WHAT TO PRODUCE =>
List the part below that opens with the line containing "Would you be able to point out the red" and closes with the line containing "(1064, 648)", including both of those lines, as a numbered list with blank lines left out.

SOURCE RECORDS =>
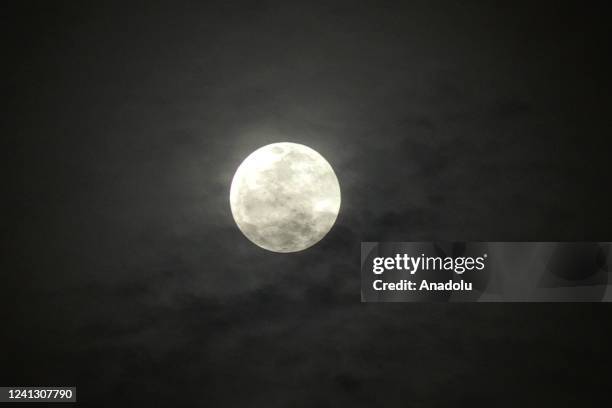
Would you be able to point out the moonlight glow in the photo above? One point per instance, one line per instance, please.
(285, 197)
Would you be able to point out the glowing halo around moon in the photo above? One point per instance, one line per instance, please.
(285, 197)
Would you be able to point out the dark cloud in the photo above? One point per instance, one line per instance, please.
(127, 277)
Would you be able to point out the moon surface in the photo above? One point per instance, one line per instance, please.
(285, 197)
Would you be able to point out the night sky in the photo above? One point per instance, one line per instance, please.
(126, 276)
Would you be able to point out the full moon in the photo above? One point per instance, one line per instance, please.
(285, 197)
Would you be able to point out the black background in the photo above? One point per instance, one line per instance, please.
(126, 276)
---
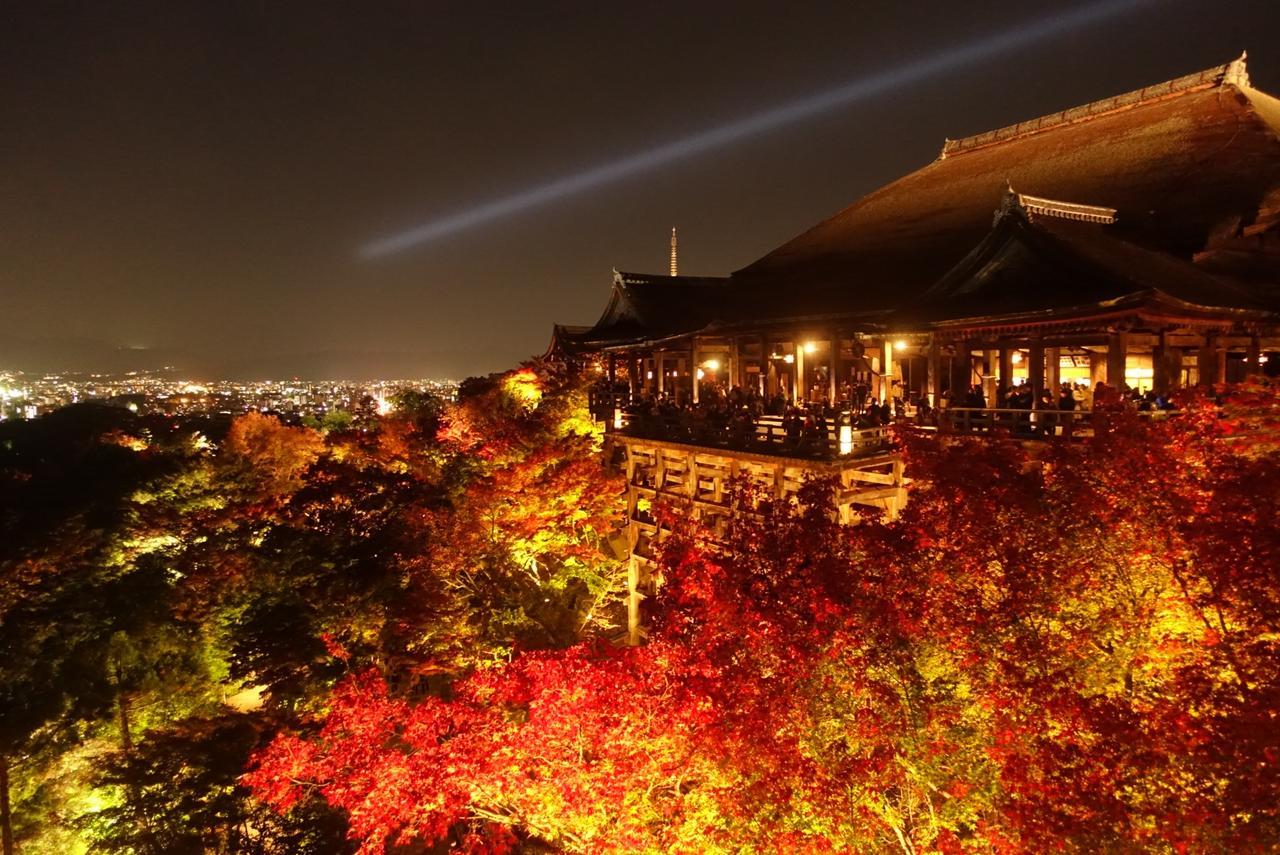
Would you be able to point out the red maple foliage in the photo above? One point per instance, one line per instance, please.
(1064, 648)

CORRECT OUTPUT =>
1. Would you be able to point out the red maple foliage in the photo above? One point per instance, one line per instance, please.
2. (1064, 648)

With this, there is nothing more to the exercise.